Given task -
Answer these about the weather damage text:
1. Which two variables does the text name as the ones of interest?
2. What is PROPDMG multiplied by when the exponent is 'B'?
3. What happens to PROPDMG when the exponent is '-', '+', or empty?

In the next segment, we will perform necessary steps to answer the objective of finding out, which types of weather events have the greatest economic consequences.

Looking closely at the variables, we notice that to answer this question, there are two variables of interest namely, PROPDMG and CROPDMG which we will be looking into more closely.

Now, the variables, PROPDMGEXP and CROPDMGEXP have different values which we can observe from the following code segments. For PROPDMGEXP we see the following exponent values, here we have decided to use the following strategy, from the variable descriptions in the codebook and some assumptions


 '-' or '+' or ""  -  Leave PROPDMG as it is
 '0' - '7'         -  Multiply PROPDMG by 1eN i.e, 10^N where N belongs to {0,2,3,4,5,6,7}
 'B'               -  Multiply PROPDMG by 1e9 i.e, 10^9
 'h' or 'H'        -  Multiply PROPDMG by 1e2 i.e, 100
 'K'               -  Multiply PROPDMG by 1e3 i.e, 1000
 'm' or 'M'        -  Multiply PROPDMG by 1e6 i.e, 10^6

We take the multipliers based on the distinct exponent labels shown in the code segment below.

Record excerpts -
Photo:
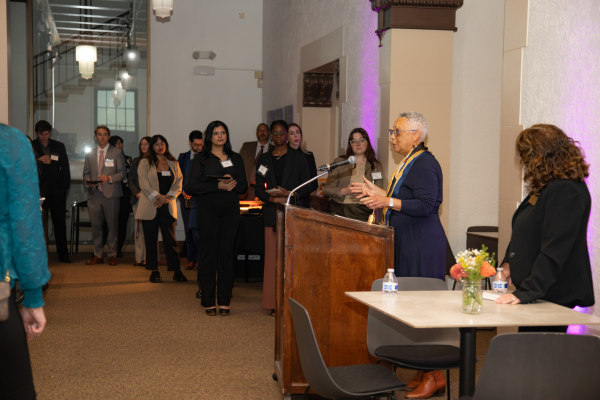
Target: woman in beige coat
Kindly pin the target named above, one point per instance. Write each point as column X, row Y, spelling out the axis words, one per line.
column 160, row 181
column 337, row 187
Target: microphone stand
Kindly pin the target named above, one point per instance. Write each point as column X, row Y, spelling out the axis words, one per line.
column 304, row 184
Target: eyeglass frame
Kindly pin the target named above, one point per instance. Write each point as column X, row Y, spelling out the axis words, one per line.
column 396, row 132
column 361, row 140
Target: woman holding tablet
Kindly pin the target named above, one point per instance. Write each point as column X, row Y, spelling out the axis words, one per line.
column 217, row 177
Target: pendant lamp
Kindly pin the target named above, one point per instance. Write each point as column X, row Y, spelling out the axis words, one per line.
column 86, row 56
column 132, row 60
column 125, row 78
column 162, row 8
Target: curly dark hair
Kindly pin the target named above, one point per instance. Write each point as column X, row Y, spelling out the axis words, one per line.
column 151, row 155
column 370, row 153
column 547, row 153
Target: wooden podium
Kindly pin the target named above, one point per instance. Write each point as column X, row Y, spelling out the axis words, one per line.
column 319, row 257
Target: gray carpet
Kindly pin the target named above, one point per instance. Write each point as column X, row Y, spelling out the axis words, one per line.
column 112, row 334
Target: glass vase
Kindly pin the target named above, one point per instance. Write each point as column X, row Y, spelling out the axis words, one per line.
column 472, row 297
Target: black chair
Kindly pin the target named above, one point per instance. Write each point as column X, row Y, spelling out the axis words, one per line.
column 350, row 382
column 76, row 223
column 553, row 366
column 419, row 349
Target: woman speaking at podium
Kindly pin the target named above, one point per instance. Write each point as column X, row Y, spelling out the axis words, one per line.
column 411, row 202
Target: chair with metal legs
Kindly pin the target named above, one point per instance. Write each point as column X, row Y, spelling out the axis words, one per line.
column 525, row 366
column 368, row 381
column 419, row 349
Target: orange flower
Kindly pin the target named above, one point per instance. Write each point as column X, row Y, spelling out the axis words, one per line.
column 457, row 272
column 487, row 269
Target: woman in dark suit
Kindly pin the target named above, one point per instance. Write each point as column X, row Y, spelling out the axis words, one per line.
column 411, row 203
column 282, row 168
column 547, row 257
column 218, row 213
column 297, row 142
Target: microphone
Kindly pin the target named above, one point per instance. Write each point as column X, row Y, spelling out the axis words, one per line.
column 331, row 167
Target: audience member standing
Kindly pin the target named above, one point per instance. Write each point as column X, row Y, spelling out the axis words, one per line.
column 185, row 200
column 217, row 177
column 297, row 142
column 134, row 186
column 20, row 229
column 160, row 182
column 55, row 179
column 250, row 152
column 103, row 171
column 125, row 204
column 282, row 168
column 338, row 186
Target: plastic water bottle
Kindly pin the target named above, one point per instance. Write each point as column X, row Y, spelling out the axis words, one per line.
column 390, row 283
column 500, row 284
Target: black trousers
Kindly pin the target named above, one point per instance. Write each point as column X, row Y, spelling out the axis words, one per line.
column 57, row 205
column 218, row 226
column 16, row 379
column 165, row 221
column 124, row 212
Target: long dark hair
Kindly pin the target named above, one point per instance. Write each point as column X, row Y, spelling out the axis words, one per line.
column 147, row 139
column 547, row 153
column 206, row 150
column 151, row 155
column 370, row 153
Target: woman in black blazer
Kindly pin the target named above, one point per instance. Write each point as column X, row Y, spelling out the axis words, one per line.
column 297, row 142
column 218, row 213
column 282, row 168
column 547, row 257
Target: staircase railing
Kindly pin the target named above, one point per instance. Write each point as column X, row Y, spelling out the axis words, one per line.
column 107, row 51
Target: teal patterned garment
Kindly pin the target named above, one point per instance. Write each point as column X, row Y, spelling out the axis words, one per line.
column 22, row 245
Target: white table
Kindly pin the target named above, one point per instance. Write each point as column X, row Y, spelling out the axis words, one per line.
column 443, row 309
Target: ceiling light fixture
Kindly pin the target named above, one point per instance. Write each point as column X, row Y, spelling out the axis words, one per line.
column 86, row 56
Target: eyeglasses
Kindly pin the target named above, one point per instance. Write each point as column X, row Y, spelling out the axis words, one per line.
column 354, row 141
column 398, row 131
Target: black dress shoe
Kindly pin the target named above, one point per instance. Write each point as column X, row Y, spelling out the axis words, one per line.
column 179, row 277
column 155, row 277
column 65, row 259
column 211, row 312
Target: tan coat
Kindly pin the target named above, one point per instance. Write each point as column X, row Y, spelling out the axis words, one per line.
column 148, row 181
column 340, row 178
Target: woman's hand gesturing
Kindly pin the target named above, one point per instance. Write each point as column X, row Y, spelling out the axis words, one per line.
column 227, row 184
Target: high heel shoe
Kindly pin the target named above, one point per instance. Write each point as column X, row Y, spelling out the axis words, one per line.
column 211, row 312
column 433, row 383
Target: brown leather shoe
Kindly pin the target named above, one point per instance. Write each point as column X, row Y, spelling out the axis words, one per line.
column 95, row 261
column 433, row 383
column 415, row 382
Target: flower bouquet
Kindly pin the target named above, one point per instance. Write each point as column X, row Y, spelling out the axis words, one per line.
column 470, row 268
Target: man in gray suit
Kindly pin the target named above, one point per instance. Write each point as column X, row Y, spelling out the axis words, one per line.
column 103, row 171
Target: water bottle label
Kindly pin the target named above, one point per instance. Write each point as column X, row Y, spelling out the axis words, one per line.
column 500, row 285
column 390, row 287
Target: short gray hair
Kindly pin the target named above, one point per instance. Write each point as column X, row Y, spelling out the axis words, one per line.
column 418, row 121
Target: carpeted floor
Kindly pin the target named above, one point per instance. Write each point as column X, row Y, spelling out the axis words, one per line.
column 112, row 334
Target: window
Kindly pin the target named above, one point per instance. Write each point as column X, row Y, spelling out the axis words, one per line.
column 121, row 118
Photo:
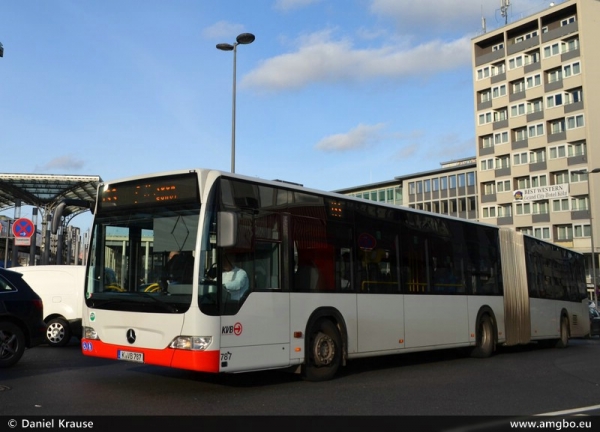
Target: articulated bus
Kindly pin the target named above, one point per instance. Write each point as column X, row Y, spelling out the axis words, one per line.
column 330, row 278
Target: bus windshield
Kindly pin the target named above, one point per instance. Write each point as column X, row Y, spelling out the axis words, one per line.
column 143, row 261
column 142, row 245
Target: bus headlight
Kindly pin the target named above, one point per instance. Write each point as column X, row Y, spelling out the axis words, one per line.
column 192, row 343
column 89, row 333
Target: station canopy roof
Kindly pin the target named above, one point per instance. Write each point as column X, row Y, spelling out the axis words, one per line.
column 47, row 191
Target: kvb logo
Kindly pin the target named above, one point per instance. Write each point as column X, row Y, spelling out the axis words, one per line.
column 235, row 329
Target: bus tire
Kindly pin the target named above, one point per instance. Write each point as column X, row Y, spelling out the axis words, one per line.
column 324, row 354
column 563, row 341
column 58, row 332
column 486, row 341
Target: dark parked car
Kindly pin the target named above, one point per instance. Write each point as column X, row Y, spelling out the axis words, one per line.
column 594, row 322
column 21, row 318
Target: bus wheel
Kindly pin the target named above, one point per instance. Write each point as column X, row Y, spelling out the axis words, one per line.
column 324, row 352
column 563, row 341
column 485, row 338
column 58, row 333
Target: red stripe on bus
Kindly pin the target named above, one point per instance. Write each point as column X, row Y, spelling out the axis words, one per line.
column 202, row 361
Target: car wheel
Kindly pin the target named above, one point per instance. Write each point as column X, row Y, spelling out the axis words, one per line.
column 12, row 344
column 563, row 341
column 58, row 333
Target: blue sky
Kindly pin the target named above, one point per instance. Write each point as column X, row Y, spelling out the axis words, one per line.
column 331, row 94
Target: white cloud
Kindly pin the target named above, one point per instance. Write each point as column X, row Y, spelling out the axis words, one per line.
column 61, row 163
column 435, row 16
column 359, row 137
column 321, row 59
column 287, row 5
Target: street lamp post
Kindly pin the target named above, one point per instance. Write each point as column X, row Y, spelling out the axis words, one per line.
column 244, row 39
column 594, row 171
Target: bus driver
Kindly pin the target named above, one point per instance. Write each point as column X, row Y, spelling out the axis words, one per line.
column 234, row 278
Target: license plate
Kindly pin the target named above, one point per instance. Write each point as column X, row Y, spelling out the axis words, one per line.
column 130, row 356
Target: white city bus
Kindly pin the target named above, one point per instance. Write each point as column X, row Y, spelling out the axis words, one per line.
column 330, row 278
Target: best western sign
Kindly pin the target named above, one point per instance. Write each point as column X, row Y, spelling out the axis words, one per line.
column 542, row 193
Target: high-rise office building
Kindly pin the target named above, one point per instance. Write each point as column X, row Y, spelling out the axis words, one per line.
column 537, row 125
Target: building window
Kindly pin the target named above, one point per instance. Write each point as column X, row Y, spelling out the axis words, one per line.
column 573, row 96
column 576, row 177
column 558, row 152
column 560, row 205
column 541, row 180
column 443, row 183
column 554, row 75
column 523, row 208
column 515, row 62
column 489, row 212
column 579, row 203
column 533, row 81
column 532, row 57
column 452, row 181
column 554, row 100
column 572, row 69
column 535, row 106
column 503, row 186
column 489, row 188
column 557, row 126
column 551, row 50
column 575, row 122
column 522, row 182
column 500, row 115
column 542, row 233
column 518, row 86
column 500, row 138
column 499, row 91
column 471, row 178
column 577, row 149
column 570, row 45
column 505, row 210
column 426, row 185
column 564, row 232
column 485, row 96
column 521, row 158
column 535, row 130
column 517, row 110
column 537, row 155
column 541, row 207
column 560, row 177
column 581, row 231
column 485, row 118
column 483, row 73
column 520, row 134
column 503, row 162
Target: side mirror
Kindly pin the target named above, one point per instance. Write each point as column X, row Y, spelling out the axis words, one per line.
column 226, row 229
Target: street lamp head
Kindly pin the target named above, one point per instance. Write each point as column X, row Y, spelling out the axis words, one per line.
column 245, row 38
column 225, row 47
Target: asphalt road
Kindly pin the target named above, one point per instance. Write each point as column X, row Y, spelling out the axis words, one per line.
column 516, row 381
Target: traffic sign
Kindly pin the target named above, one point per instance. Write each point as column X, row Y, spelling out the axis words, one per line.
column 23, row 228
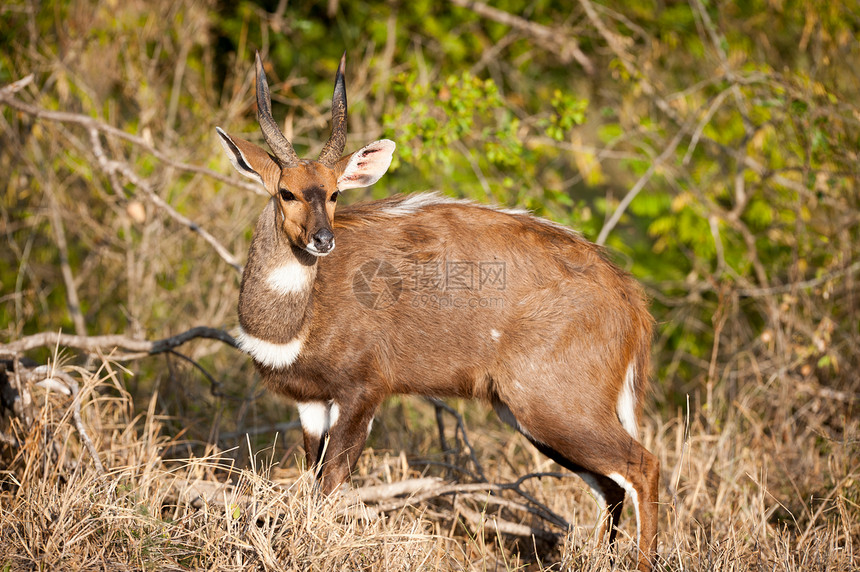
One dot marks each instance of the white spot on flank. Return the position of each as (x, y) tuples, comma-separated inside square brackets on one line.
[(634, 496), (276, 356), (315, 417), (290, 278), (626, 407)]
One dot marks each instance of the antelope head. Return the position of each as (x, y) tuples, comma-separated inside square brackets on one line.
[(306, 191)]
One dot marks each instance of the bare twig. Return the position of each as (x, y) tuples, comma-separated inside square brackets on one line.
[(565, 46), (45, 373), (496, 524), (100, 343), (461, 427), (91, 123), (640, 184), (113, 167)]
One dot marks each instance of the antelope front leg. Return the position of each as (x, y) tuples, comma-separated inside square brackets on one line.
[(316, 418), (347, 434)]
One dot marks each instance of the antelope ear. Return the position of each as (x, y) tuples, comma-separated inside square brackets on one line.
[(249, 159), (365, 166)]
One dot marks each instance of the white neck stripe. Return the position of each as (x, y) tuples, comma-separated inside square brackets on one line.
[(277, 356)]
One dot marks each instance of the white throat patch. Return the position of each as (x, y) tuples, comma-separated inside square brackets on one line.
[(290, 278), (276, 356)]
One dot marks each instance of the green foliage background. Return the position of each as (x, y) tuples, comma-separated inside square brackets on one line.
[(736, 122)]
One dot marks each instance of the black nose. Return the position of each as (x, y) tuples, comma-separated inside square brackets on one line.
[(323, 240)]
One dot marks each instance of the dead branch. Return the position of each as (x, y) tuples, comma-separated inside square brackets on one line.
[(555, 41), (113, 167), (94, 344), (492, 522), (54, 378), (461, 428)]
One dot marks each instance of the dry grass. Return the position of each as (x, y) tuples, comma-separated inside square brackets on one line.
[(767, 482)]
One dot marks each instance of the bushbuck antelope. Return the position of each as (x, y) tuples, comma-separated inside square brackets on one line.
[(428, 295)]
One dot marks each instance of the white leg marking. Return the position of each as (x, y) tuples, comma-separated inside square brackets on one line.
[(634, 496), (290, 278), (277, 356), (596, 490), (315, 417), (626, 407), (334, 413)]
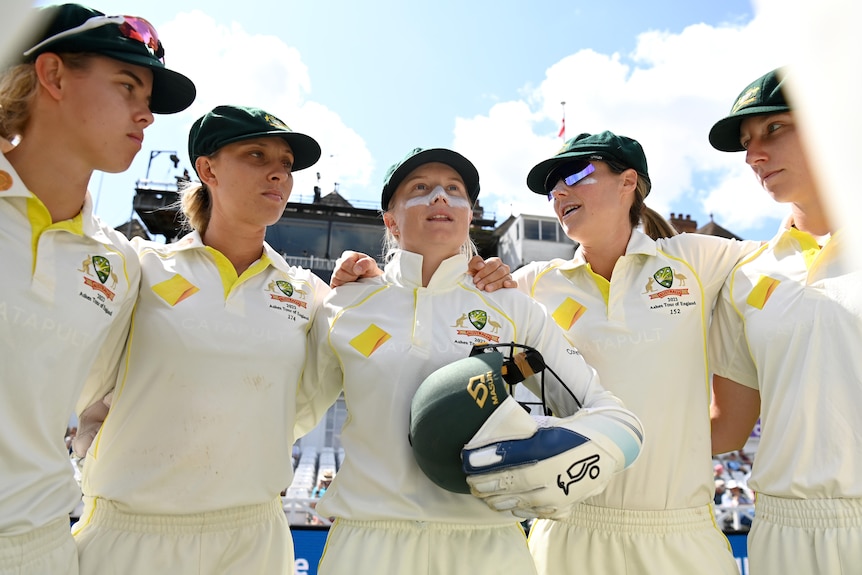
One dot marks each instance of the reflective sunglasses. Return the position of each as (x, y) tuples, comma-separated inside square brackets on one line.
[(131, 27), (570, 174)]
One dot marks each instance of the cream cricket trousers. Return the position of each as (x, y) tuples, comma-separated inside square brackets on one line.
[(425, 548), (805, 536), (236, 541), (48, 549), (628, 542)]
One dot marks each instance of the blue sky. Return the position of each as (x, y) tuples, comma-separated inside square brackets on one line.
[(371, 80)]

Result of this exercise -
1. PROPDMG and CROPDMG
2. 1e9, i.e., 10^9
3. It is left as it is.